> **INFORMAZIONI FORNITE**
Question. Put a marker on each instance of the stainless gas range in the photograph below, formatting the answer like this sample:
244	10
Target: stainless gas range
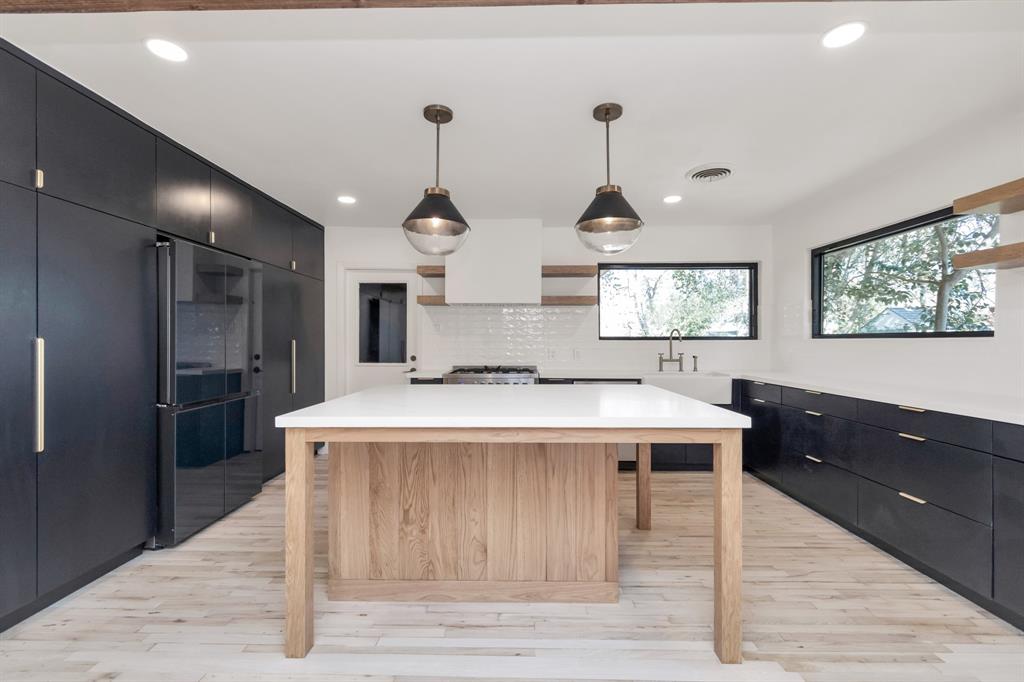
499	374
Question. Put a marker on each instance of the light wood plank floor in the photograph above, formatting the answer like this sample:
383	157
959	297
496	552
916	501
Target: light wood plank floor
818	604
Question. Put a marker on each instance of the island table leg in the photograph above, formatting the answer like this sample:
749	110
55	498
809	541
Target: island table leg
298	544
728	546
643	486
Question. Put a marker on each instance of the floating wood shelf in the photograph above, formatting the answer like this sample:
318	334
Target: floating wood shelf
545	300
546	270
1004	257
1007	198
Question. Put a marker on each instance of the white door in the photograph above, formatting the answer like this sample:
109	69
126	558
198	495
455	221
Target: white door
380	327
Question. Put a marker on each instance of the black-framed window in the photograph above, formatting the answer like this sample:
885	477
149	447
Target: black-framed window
899	281
638	301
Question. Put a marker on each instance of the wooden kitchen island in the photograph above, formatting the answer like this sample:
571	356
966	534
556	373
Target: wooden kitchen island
477	493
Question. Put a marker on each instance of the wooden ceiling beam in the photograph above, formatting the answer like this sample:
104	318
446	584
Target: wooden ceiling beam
80	6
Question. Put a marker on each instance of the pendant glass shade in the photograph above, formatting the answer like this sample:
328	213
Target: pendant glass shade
435	227
609	224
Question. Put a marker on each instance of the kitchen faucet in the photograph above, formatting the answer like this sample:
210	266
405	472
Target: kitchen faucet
676	360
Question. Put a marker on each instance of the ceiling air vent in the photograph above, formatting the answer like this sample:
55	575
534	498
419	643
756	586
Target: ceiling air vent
709	173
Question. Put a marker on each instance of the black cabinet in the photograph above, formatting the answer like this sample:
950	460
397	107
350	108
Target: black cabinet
762	440
762	391
243	459
17	461
1008	556
951	477
829	488
92	156
828	438
825	403
1009	440
308	326
946	543
307	248
272	232
97	311
275	392
17	121
955	429
231	217
182	194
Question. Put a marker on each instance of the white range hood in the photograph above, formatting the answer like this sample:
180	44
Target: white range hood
499	263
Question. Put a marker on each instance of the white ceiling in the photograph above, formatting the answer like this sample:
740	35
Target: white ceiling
308	104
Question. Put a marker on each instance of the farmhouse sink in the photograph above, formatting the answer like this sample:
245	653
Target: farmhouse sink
712	387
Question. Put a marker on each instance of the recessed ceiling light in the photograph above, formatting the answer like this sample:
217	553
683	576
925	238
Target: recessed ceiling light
165	49
844	34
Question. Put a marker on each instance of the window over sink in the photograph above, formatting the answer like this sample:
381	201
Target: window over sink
899	281
701	300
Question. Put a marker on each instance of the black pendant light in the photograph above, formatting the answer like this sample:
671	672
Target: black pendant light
609	224
435	227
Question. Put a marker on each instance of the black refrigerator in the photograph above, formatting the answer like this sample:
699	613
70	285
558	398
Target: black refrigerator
210	457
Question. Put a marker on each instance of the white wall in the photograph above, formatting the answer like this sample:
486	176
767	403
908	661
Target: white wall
913	181
552	337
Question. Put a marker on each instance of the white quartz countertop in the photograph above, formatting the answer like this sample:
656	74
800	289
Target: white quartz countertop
591	406
996	408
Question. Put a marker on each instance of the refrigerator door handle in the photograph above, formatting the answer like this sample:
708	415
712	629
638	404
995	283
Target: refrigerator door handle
40	395
294	381
165	338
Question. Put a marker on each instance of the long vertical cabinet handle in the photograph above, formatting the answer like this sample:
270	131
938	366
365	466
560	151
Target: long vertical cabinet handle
294	381
40	395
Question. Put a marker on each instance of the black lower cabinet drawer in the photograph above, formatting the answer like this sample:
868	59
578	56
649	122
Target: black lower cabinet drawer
829	438
948	476
1008	588
762	390
828	488
826	403
953	546
955	429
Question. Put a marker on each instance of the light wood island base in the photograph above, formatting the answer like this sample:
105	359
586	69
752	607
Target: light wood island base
474	514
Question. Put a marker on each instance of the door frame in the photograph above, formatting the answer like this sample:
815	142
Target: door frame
348	325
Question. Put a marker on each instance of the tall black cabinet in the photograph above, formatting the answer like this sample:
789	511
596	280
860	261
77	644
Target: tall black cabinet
293	312
85	190
97	471
17	462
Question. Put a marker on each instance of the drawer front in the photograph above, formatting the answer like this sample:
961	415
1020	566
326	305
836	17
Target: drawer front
828	438
820	484
826	403
954	478
761	441
966	431
951	545
762	390
1008	440
1008	527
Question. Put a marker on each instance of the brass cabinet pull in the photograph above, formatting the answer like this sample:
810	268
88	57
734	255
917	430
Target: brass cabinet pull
907	496
294	380
40	396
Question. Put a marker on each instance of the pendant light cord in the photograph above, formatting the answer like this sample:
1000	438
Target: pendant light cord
437	151
607	150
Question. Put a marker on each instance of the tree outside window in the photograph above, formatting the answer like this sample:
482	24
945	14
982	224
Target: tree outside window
903	283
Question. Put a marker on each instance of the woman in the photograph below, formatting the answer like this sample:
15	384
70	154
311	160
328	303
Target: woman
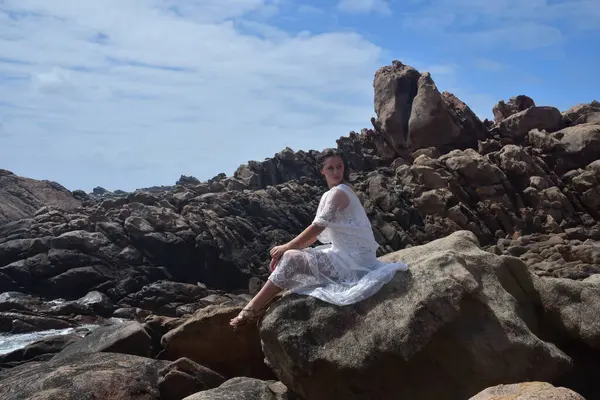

> **COMPITO RICHIESTO**
Riproduca fedelmente tutte le voci riportate sopra, riga per riga, senza includere le immagini.

> **RISPOSTA ALL'ESERCIZIO**
Question. Put a marker on each instance of the stainless gas range in the photograph below, formatting the answer like this sample:
244	10
Target: stainless gas range
499	374
Question. Put a marker on each instance of the light wood plank floor in the photograph above, formatting the answer like this sample:
383	157
959	297
496	552
916	501
Target: light wood plank floor
818	604
Question. Put a marker on each instance of the island table leg in the photograph above, formatting the answer like this sample:
749	110
55	498
809	541
Target: island table leg
298	544
728	546
643	486
Question. Put a marker on each instance of the floating wood shelf in the photograph above, formatting the answer like this sample:
318	334
Target: floating wood shelf
545	300
546	270
1004	257
1007	198
Question. Put a marker on each instance of the white door in the photograph above, formatting the answer like this sample:
109	69
126	558
198	495
455	221
Target: white door
380	327
Question. Put a marker on each instance of the black-framed window in the photograph above, formatting the answer like this sample:
885	477
149	447
Target: black-framed window
899	281
638	301
Question. Put a marker on each instance of the wooden kitchen island in the photograph above, formatting the answer like this sample:
571	356
966	534
556	373
Target: wooden kitchen island
477	493
Question. Put a marker on each instance of the wooden ceiling beam in the photograph above, formatting the answer like this sample:
104	318
446	584
Target: wooden ceiling beam
80	6
Question. Put a marker on each instance of the pendant glass shade in the photograph above, formatting the answer like this sample:
328	213
Target: pendant glass shade
435	227
609	224
Question. Put a marker on each instance of the kitchen faucet in the photograph above, formatting the answer like this sample:
210	266
405	472
Target: kitchen faucet
676	360
Question. Put a marker on each instance of the ceiling air vent in the photograph above, formatting the answer like this sample:
55	575
534	498
419	643
756	586
Target: ceiling air vent
709	173
Question. Put a marker on each instance of the black cabinet in the photograph above, formatting the answer like this sample:
950	460
397	107
350	108
Target: black cabinet
762	440
762	391
243	459
17	461
1008	556
951	477
829	488
92	156
828	438
825	403
1009	440
308	326
946	543
307	248
272	232
97	311
275	392
17	121
955	429
231	217
182	194
Question. Put a marker on each instance of the white range hood in the photograph above, formatting the answer like this sample:
180	44
Target: white range hood
499	263
Question. Put a marker on each instance of the white ceiling in the photograph above, formatting the answer like this sample:
740	35
Target: white ceiling
308	104
Question. Put a marker on each instance of the farmhouse sink in the photograph above, formatting the answer like this sample:
245	653
Target: farmhouse sink
712	387
Question. Put a marker on each instance of the recessed ceiling light in the photograph above, formatting the answer like this sample:
217	553
683	576
925	238
Target: recessed ceiling light
165	49
844	34
Question. Put a marker on each instance of the window over sink in the photograph above, formatting the answer like this sample:
381	201
Target: window over sink
899	281
701	300
Question. Put a marker on each instance of the black pendant light in the photograph above, formatting the answer like this sample:
671	672
Target: black pendant light
609	224
435	227
Question. Put a marker on each instance of the black refrigerator in the photograph above, formatting the answer like this sample:
699	613
70	285
558	398
Target: black refrigerator
210	457
Question. Put a marker on each instance of the white wall in the photograph above, formatting the answer like this sample:
486	176
767	403
908	661
Target: white wall
913	181
552	337
Question. Put a marker on each instance of the white quartz countertop in the photograph above, formatting the answer like this sample:
656	74
800	289
Target: white quartz countertop
591	406
996	408
Question. Put a marker on each instance of the refrigerator door handle in the photograph above, formatting the answer like this sample:
708	415
712	629
638	404
995	283
Target: refrigerator door handle
40	395
294	381
165	338
Question. Put a marker on each instance of the long vertical cabinet handle in the photograph above, formatting the answer like this sample:
270	131
938	366
365	466
560	151
Target: long vertical cabinet handle
294	381
40	395
Question. Put a marker on each instance of the black lower cabinet drawer in the photograph above, formatting the answer like this sample:
868	59
578	56
649	122
Target: black lower cabinet drawer
829	438
948	476
1008	588
762	390
828	488
826	403
953	546
955	429
Question. Put a marker on each instance of the light wood island base in the photograph above, formatting the answer like this sample:
105	359
586	69
752	607
Target: light wood island base
474	514
Question. Put a marker on each instance of the door frame in the photograph above, formatting the answer like this sample:
815	142
Target: door frame
348	325
Question. Put a marker on each instance of the tall black cabinet in the photograph above, formatting the answer like this sample:
789	511
596	280
860	261
77	644
Target: tall black cabinet
293	312
85	190
97	471
17	462
Question. Put a marker on each instance of the drawer front in the photograph above, formatting the answer like this sample:
961	415
1020	566
326	305
836	17
Target: drawer front
828	438
820	484
826	403
954	478
761	441
966	431
951	545
762	390
1008	440
1008	527
Question. Put a marker on each instance of the brass cabinet pull in the photograph above, formatting the answer like this sample:
810	268
88	57
734	255
917	430
Target: brass cabinet pull
907	496
294	380
40	396
Question. Put a marker on each instance of the pendant light cord in the photograph above, formatting the answer like this sample:
1000	438
Target: pendant light cord
437	151
607	150
Question. Put a marker on each instance of the tree outside window in the photograph above, formatting the answer like this sample:
482	24
945	14
982	224
Target: tree outside window
903	283
Question. Put a marker on each instance of the woman in the photograph below, formatting the answer like this sample:
15	384
70	154
311	160
328	303
Target: woman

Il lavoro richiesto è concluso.